### PROBLEM DETAILS
Return every line of the rows below that contains the word "paper". Case counts.

---- DATA RECORDS

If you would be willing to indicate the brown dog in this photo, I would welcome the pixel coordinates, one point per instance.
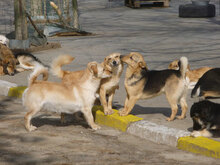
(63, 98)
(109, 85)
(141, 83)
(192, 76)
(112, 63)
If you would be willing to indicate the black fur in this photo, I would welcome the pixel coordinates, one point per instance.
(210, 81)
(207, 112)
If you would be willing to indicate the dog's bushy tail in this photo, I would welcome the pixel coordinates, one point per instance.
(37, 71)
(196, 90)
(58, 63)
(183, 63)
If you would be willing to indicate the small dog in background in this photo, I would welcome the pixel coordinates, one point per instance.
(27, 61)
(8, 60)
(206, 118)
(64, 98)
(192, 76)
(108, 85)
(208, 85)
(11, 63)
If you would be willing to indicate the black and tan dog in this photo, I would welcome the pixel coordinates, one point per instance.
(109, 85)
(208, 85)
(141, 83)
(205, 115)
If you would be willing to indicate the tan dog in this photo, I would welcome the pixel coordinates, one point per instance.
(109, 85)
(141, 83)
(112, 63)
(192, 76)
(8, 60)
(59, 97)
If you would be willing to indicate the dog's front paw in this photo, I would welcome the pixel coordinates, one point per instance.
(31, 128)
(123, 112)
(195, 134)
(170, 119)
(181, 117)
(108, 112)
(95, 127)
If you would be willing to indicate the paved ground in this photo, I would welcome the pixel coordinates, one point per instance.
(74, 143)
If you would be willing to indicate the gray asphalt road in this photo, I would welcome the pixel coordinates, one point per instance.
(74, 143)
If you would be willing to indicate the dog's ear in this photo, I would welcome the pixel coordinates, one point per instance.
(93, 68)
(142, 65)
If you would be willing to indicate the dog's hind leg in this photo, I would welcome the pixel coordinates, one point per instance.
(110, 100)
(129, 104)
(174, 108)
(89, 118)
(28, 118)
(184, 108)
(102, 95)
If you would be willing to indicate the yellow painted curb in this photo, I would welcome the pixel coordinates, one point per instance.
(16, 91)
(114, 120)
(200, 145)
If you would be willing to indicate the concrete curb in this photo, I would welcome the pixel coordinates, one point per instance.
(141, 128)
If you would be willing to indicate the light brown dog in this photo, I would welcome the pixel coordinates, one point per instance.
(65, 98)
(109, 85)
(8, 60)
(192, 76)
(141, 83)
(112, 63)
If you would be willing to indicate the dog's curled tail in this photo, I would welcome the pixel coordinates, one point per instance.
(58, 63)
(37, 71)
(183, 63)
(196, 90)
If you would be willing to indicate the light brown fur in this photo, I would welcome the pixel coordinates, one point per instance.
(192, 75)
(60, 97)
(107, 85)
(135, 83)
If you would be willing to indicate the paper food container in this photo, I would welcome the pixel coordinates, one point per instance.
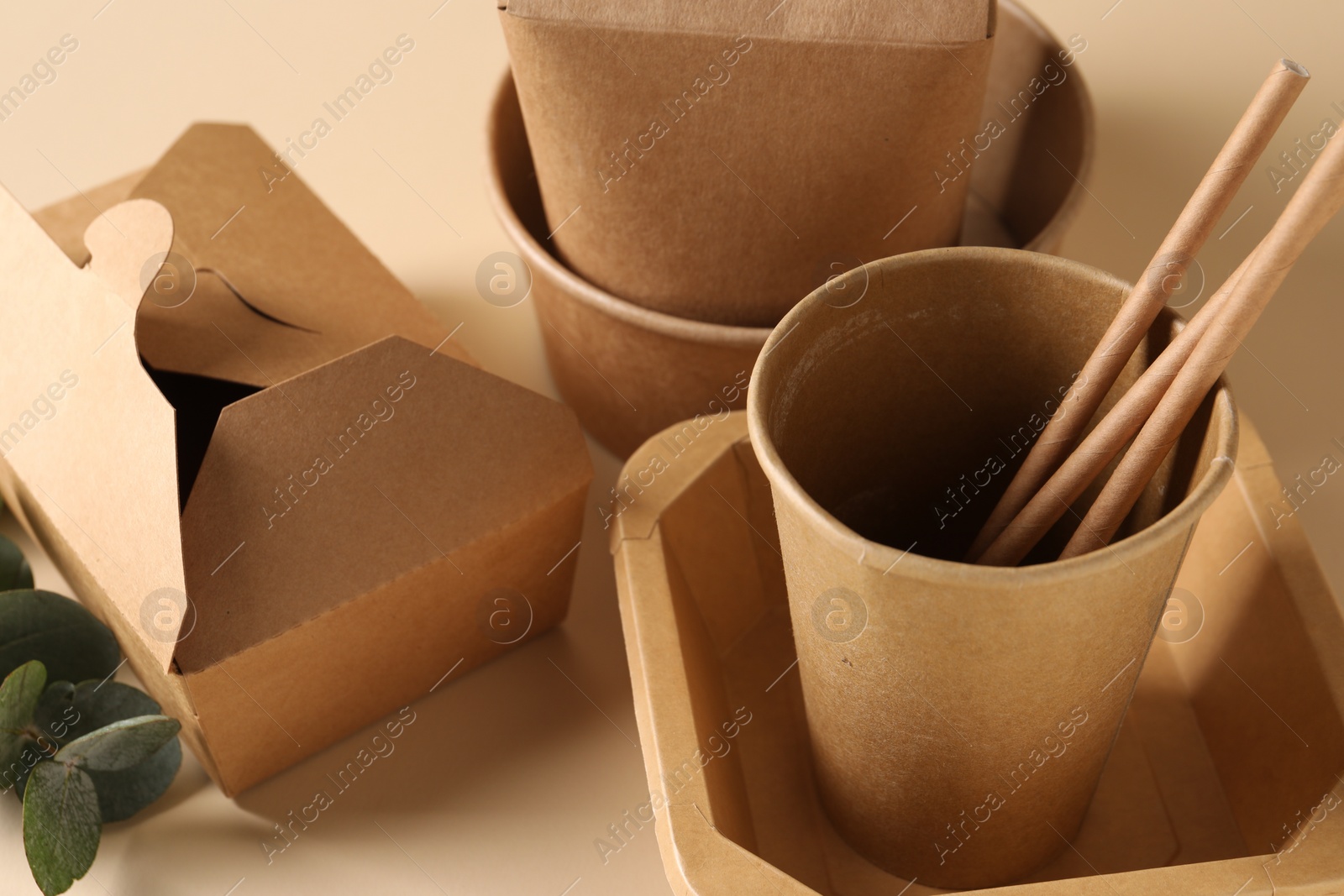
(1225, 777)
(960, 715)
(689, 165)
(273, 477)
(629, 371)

--------
---- DATA RECORDS

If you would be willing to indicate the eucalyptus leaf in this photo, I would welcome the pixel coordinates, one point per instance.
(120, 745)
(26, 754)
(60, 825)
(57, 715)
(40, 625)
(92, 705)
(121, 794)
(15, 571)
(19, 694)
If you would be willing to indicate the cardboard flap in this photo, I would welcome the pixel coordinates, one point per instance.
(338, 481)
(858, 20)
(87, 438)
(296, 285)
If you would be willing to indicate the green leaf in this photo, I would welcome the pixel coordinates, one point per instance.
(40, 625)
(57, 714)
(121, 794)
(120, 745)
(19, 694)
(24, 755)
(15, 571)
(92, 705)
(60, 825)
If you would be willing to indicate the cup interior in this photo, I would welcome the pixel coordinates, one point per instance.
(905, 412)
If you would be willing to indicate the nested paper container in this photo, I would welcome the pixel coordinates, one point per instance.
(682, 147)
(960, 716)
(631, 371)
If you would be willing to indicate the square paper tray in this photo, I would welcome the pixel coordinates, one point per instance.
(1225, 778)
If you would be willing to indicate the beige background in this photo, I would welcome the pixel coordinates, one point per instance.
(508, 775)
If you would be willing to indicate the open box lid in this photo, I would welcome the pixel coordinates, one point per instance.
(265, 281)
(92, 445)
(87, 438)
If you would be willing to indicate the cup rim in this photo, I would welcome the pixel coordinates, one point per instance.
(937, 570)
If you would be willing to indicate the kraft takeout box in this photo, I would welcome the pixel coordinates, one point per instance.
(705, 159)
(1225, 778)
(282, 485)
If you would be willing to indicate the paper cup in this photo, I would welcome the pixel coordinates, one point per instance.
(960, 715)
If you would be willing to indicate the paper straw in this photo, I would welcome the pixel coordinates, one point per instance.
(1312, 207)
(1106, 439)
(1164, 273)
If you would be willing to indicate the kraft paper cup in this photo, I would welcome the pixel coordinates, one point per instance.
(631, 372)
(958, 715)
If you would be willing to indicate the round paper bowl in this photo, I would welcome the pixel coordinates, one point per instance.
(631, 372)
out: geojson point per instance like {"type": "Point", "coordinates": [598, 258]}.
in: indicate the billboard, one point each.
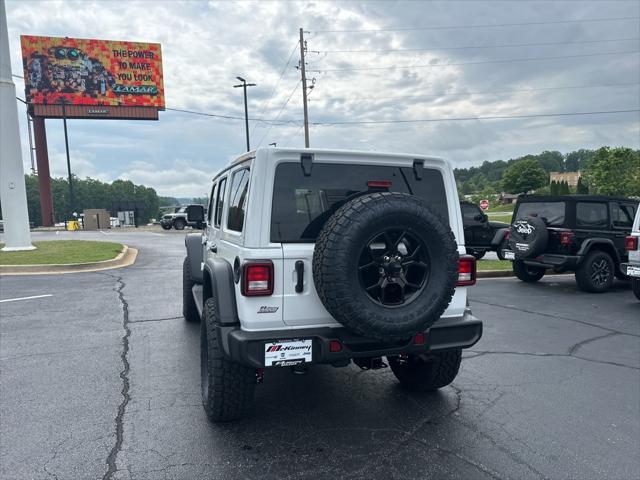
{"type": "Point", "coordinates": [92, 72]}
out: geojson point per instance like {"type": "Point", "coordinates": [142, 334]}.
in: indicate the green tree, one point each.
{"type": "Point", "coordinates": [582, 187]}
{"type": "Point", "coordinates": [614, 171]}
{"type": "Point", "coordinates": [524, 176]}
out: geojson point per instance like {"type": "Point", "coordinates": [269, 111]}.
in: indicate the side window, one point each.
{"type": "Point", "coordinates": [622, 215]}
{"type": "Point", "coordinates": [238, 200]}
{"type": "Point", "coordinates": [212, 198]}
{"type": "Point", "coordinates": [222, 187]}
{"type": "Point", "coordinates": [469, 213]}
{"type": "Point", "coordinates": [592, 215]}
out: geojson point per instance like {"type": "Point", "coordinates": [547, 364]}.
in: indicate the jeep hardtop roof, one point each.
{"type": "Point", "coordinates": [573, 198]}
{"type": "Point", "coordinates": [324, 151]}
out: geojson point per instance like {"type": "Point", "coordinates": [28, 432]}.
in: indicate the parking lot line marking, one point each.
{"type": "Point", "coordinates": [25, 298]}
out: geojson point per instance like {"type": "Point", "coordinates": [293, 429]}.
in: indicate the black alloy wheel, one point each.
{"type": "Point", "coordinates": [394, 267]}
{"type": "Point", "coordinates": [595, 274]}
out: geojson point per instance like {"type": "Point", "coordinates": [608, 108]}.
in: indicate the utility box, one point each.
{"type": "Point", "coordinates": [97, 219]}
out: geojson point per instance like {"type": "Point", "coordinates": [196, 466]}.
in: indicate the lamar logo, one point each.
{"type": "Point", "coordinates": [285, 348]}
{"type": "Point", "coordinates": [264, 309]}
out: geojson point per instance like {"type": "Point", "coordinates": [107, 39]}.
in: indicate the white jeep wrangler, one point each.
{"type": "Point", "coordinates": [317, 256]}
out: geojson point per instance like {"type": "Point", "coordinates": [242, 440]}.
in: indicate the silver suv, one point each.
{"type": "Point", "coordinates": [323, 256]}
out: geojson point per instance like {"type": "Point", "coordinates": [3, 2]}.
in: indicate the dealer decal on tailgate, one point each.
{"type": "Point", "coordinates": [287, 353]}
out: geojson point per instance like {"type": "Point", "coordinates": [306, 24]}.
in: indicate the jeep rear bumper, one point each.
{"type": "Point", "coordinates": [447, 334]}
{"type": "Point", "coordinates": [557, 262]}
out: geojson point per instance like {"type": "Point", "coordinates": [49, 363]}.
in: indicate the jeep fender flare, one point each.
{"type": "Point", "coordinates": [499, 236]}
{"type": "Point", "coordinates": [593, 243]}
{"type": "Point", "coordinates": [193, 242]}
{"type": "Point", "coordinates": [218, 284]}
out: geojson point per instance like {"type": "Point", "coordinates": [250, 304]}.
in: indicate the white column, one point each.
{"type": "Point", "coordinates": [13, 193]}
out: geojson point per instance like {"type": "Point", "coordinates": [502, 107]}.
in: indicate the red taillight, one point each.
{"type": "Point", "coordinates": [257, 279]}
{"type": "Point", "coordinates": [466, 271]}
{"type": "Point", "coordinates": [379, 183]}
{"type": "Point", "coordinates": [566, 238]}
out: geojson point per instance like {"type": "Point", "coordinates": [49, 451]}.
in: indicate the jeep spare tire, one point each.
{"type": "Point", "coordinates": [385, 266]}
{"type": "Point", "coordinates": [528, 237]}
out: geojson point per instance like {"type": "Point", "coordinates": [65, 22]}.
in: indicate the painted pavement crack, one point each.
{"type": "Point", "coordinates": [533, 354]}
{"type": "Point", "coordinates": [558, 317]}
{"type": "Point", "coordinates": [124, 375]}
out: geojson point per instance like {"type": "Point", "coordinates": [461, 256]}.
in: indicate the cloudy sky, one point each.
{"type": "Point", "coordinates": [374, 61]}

--------

### ANSWER FOR THE TASK
If you would be willing to indicate the paper food container in this photo, I would welcome the pixel coordinates, one point per instance.
If you would be willing to indicate the nested paper container in this photo, I would welcome the pixel coordinates, one point per instance.
If you would be willing to indicate the square paper tray in this photo, I would welcome the pixel coordinates, one point per instance.
If you would be willing to indicate the paper cup in this photo, I would welcome the pixel coordinates, one point per instance.
If you would be willing to indicate the paper straw in this photo, I would welcome the pixel coordinates, one point per instance.
If you would be willing to indicate the kraft paper cup in this photo, I would welcome the pixel coordinates, one point per instance.
If you would be willing to indicate the round paper bowl in this photo, I would welcome the pixel coordinates, one point per instance.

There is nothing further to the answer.